§ **Given data**
_ _ _ _ _ _ _
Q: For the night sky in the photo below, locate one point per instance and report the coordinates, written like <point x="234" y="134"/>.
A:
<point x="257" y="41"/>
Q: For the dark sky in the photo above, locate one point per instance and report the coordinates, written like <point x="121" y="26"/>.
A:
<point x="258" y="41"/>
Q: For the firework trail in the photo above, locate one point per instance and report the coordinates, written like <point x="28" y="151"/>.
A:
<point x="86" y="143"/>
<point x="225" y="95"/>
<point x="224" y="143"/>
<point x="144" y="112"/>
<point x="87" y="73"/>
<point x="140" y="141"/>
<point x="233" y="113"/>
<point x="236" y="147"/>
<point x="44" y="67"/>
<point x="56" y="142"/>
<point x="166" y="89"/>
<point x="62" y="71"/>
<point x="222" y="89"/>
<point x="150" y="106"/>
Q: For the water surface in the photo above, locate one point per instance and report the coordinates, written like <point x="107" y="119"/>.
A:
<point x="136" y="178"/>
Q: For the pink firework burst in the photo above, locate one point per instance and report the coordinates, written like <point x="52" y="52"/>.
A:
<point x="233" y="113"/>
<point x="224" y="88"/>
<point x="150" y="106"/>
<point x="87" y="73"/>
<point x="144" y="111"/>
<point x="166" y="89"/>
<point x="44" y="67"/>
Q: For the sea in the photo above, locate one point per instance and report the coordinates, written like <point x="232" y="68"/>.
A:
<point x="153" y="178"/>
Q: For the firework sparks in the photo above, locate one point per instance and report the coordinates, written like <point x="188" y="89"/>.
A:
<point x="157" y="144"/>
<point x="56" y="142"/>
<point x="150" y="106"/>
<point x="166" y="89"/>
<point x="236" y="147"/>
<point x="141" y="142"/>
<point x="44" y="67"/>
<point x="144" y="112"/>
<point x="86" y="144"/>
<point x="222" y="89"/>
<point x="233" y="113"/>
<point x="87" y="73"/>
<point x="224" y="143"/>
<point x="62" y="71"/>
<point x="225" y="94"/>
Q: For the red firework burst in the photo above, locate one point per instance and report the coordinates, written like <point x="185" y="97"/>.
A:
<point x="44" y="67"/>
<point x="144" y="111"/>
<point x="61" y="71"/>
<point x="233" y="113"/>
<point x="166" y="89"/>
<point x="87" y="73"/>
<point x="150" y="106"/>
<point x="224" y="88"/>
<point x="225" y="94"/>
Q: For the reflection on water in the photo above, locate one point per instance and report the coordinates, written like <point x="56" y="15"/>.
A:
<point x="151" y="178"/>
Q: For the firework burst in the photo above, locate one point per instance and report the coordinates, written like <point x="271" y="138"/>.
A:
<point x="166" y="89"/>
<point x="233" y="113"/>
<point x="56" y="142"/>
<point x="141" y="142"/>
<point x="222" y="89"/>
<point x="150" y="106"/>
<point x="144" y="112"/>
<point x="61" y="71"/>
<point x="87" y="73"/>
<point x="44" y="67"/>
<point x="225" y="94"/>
_ _ _ _ _ _ _
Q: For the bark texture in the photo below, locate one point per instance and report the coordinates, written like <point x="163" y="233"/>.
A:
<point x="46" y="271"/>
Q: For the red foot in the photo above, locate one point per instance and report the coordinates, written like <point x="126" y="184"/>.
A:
_ _ _ _ _ _ _
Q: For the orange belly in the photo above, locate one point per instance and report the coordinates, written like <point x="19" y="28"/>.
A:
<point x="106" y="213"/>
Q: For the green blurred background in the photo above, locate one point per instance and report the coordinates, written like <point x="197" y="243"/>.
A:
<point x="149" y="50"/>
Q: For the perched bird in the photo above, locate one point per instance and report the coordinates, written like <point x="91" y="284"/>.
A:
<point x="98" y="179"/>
_ _ _ _ _ _ _
§ **Required work**
Count the lines in the material above that contain the string "water", matching uppercase and lowercase exactly. Reply with the number alone.

§ **Written response**
2